TEXT -
■ ■ ■ ■ ■

RSS

Were I To Do It Again…

31 Mar

We spent 100 days abroad: beaches, cities, temples, jungles, rainforest, scuba diving, zip lines, food, culture, poverty, affluence, and many wonderful new friends.

Best day: our first day at Ton Sai/Railay beach, rock climbing for nine hours on magnificent karsts jutting from the Andaman Sea.

Best meal: tied between two sausages, both from street vendors, one in Chiang Mai, one in Luang Prabang. I’d never had such a combination of textures, flavors, and a wonderful spiciness before. Street food was generally best, cheap restaurants not great.

Best food: Singapore.

Best lodgings: Bali Sesak on Gili Trawagnan. A cozy bungalow with AC for the hot midday, a comfortable bed, a private outdoor bathroom with shower, a shaded lounging area under the bungalow, wonderful hosts, all for $18/day.

Most surprising moment: seeing a woman dressed in head-to-toe black, wearing a niqab, laughing and clearly grinning as she held hands with her boyfriend/husband.

■ ■ ■ ■ ■

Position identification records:

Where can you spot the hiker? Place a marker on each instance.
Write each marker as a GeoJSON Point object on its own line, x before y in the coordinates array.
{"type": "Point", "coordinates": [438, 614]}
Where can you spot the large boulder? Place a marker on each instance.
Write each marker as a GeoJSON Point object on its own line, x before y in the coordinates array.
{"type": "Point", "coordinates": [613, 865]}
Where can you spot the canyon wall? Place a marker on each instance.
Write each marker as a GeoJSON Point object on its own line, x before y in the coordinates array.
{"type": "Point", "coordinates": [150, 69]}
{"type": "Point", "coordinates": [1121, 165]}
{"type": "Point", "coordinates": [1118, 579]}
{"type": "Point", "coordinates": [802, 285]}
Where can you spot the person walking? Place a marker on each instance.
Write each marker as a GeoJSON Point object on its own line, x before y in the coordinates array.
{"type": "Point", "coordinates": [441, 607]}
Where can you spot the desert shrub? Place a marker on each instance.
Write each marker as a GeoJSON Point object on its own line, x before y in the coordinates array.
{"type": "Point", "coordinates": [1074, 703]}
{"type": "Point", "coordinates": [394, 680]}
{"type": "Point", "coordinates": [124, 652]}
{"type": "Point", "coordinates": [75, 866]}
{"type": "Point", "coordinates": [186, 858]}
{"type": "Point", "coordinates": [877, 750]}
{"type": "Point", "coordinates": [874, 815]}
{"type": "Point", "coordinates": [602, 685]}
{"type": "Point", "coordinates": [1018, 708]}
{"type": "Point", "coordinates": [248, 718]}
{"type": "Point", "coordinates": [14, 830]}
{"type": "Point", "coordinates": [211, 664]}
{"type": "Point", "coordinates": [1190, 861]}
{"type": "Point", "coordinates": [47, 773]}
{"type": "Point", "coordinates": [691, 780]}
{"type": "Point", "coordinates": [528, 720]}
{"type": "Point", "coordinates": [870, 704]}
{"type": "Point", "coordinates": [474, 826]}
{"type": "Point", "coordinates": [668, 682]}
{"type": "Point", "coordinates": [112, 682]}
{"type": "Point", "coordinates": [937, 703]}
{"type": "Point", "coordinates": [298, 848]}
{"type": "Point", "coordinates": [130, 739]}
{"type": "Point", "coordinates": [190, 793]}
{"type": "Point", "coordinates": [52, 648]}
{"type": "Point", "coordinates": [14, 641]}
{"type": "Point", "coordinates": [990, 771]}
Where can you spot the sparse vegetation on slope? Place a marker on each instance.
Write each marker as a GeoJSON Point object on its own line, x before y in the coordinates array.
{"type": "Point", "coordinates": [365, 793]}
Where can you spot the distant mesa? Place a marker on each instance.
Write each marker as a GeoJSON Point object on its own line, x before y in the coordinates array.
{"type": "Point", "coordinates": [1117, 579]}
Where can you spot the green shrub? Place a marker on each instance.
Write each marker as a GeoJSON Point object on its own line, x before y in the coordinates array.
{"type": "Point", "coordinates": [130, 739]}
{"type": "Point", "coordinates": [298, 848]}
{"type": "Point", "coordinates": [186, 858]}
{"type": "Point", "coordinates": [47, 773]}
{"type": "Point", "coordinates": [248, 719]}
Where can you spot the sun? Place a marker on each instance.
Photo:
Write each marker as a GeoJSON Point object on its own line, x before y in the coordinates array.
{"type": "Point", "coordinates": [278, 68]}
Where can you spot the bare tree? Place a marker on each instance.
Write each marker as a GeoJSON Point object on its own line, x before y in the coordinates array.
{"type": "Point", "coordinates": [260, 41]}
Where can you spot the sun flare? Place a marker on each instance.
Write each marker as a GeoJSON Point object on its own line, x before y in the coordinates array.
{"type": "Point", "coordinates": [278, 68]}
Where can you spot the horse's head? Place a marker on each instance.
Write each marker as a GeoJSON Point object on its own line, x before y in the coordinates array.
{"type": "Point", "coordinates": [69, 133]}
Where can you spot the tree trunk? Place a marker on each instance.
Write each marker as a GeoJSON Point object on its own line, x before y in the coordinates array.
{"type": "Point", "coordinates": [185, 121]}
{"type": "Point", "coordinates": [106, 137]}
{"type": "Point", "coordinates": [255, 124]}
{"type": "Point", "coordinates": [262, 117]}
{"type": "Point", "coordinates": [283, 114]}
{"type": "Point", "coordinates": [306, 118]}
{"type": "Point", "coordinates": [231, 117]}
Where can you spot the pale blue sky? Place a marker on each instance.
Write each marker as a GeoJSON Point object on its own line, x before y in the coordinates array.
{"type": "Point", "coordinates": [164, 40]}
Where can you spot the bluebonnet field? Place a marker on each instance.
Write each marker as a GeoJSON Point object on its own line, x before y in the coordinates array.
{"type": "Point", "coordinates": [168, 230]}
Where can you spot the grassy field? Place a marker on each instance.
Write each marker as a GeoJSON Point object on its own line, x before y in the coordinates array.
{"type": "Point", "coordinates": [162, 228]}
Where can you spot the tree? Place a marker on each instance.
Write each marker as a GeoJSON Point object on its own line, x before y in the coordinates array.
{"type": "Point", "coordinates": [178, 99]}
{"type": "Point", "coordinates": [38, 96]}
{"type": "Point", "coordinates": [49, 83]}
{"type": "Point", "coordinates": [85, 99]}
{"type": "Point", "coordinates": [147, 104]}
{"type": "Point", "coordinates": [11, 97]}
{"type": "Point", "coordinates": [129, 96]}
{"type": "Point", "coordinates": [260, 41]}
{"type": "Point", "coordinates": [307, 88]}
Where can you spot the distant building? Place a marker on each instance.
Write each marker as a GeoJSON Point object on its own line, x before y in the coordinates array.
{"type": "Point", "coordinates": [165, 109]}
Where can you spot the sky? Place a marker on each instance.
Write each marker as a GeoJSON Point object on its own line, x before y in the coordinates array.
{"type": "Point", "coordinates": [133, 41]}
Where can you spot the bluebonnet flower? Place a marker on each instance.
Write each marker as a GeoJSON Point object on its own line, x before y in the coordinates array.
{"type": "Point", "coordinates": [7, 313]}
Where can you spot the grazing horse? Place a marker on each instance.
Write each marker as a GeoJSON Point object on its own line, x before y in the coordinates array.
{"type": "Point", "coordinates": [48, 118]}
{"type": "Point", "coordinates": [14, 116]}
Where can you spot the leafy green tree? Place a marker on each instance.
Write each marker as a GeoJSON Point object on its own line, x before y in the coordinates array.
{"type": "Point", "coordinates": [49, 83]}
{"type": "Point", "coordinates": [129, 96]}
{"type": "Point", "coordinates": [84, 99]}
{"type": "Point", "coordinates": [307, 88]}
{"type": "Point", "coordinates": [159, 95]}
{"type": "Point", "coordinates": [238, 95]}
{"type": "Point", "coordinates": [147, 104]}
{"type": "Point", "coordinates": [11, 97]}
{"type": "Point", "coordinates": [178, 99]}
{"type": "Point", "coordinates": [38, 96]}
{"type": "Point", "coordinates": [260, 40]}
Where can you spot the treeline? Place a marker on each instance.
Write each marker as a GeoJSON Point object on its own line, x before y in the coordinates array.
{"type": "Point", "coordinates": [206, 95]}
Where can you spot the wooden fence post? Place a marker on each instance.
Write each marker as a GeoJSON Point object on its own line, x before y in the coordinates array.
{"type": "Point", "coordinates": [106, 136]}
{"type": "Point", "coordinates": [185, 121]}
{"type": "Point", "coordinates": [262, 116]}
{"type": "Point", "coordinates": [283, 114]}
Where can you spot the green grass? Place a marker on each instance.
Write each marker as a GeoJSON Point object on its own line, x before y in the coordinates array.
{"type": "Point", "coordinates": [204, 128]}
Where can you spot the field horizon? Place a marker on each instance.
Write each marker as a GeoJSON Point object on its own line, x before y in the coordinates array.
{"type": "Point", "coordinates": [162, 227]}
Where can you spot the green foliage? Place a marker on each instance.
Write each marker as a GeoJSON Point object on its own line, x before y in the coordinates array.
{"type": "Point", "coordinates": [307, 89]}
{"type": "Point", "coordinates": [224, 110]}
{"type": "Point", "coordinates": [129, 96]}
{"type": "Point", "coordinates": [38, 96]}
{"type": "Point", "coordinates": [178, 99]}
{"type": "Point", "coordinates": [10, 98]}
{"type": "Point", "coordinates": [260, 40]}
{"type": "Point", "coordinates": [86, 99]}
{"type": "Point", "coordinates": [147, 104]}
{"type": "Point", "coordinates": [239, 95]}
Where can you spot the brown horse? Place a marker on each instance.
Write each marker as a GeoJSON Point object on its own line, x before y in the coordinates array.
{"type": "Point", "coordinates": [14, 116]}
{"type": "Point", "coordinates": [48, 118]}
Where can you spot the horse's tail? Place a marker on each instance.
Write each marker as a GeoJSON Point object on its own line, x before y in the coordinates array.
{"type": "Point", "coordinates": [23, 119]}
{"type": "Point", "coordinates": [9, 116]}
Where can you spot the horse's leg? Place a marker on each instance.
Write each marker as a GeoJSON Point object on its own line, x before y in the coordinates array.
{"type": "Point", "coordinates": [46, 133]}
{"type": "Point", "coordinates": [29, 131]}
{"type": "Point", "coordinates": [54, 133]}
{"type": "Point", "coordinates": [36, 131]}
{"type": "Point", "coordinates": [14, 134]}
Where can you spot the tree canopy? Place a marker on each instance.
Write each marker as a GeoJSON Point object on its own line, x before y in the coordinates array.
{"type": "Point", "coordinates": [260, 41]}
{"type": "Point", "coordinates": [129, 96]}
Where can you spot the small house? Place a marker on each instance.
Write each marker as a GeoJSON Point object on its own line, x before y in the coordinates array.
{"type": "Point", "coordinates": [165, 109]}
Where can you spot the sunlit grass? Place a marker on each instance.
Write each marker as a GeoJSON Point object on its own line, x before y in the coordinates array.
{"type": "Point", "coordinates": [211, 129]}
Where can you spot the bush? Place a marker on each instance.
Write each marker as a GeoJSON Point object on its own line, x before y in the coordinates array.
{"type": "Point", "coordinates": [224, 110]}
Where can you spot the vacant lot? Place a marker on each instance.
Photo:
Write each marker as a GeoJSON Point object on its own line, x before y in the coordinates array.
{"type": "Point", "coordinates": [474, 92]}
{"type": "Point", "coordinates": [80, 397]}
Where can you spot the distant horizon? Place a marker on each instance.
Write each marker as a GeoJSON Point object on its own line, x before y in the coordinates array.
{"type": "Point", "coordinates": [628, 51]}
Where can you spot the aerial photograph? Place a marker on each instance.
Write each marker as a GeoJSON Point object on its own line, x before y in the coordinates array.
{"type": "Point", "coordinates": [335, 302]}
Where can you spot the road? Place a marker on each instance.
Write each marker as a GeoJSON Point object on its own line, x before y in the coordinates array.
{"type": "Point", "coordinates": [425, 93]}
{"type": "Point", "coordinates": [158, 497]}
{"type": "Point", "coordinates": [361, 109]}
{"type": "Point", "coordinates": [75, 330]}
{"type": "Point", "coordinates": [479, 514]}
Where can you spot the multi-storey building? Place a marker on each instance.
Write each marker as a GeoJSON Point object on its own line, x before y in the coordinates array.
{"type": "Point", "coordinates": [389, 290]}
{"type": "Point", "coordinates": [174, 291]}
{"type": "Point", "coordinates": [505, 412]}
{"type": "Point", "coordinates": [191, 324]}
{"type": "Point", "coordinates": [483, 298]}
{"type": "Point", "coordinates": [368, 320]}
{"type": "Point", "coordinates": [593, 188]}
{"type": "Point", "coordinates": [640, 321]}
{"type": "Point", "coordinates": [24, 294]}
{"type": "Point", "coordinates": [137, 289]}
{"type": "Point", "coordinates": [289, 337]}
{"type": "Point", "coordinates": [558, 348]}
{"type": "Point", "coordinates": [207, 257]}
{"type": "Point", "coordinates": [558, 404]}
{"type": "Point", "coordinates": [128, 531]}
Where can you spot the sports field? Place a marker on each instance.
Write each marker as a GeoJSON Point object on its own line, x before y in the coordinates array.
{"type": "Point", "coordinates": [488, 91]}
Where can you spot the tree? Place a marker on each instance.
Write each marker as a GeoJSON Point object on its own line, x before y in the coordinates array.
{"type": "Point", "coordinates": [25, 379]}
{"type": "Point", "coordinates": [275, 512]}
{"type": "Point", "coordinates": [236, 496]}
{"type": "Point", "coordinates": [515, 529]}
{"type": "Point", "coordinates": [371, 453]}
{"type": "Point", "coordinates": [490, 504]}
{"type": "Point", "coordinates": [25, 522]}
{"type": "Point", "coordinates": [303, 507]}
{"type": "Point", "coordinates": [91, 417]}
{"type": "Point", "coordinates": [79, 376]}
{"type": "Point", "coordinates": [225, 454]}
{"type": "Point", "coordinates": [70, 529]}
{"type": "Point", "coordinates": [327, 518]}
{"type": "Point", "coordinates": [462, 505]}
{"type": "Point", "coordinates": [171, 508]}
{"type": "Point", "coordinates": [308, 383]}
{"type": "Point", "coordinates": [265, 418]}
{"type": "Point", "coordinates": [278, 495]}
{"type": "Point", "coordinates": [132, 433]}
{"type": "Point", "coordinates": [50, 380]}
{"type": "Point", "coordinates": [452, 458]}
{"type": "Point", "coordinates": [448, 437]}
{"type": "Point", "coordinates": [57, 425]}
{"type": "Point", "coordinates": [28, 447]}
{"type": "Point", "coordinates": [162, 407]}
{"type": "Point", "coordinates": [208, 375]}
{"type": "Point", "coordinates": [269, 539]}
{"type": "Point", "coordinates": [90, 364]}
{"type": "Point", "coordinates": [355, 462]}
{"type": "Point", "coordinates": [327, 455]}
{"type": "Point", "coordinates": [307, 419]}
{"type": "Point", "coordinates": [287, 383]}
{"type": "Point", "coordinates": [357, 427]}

■ ■ ■ ■ ■

SHORT PROBLEM 1 - In the travel recap, how much per day did the lodgings at Bali Sesak cost?
SHORT PROBLEM 2 - Resume the travel recap from its last line, in the same voice.

RESULT 1 - $18 per day.

RESULT 2 -
Most dangerous moment: riding in the back of pickup trucks on winding mountain roads . Seeing the carnage of a just-happened accident in Laos made the danger very apparent.

Scariest moment: diving in strong current in Gili Trawagnan, needing to climb hand over hand across the floor 30 meters down with 70 bars of air left.

Place that most deserved more time: sort of a cop out due to its size, but Indonesia. We only saw Bali, the Gilis, and Yogyakarta on Java. Sumatra, Borneo, Komodo, Sulawese – all places I wish we had time to see.

Top recommendation: the Gibbon Experience in Laos. Ziplining hundreds of feet above the jungle floor with local guides who were once poachers but now put their siblings through school for English.

Most emotionally moving: Cambodia and its cultural specter of the Khmer Rouge and constant, dangerous reminder through the tremendous danger of the countryside due to land mines and other unexploded ordinance. A tremendously rich history and cultural tradition, almost obliterated in 4 years by madmen.

Hardest thing: in Southeast Asia, the general cultural dislike of public affection. Not being able to hold hands with The Private Eye or put my arm around her in public wore thin pretty quickly.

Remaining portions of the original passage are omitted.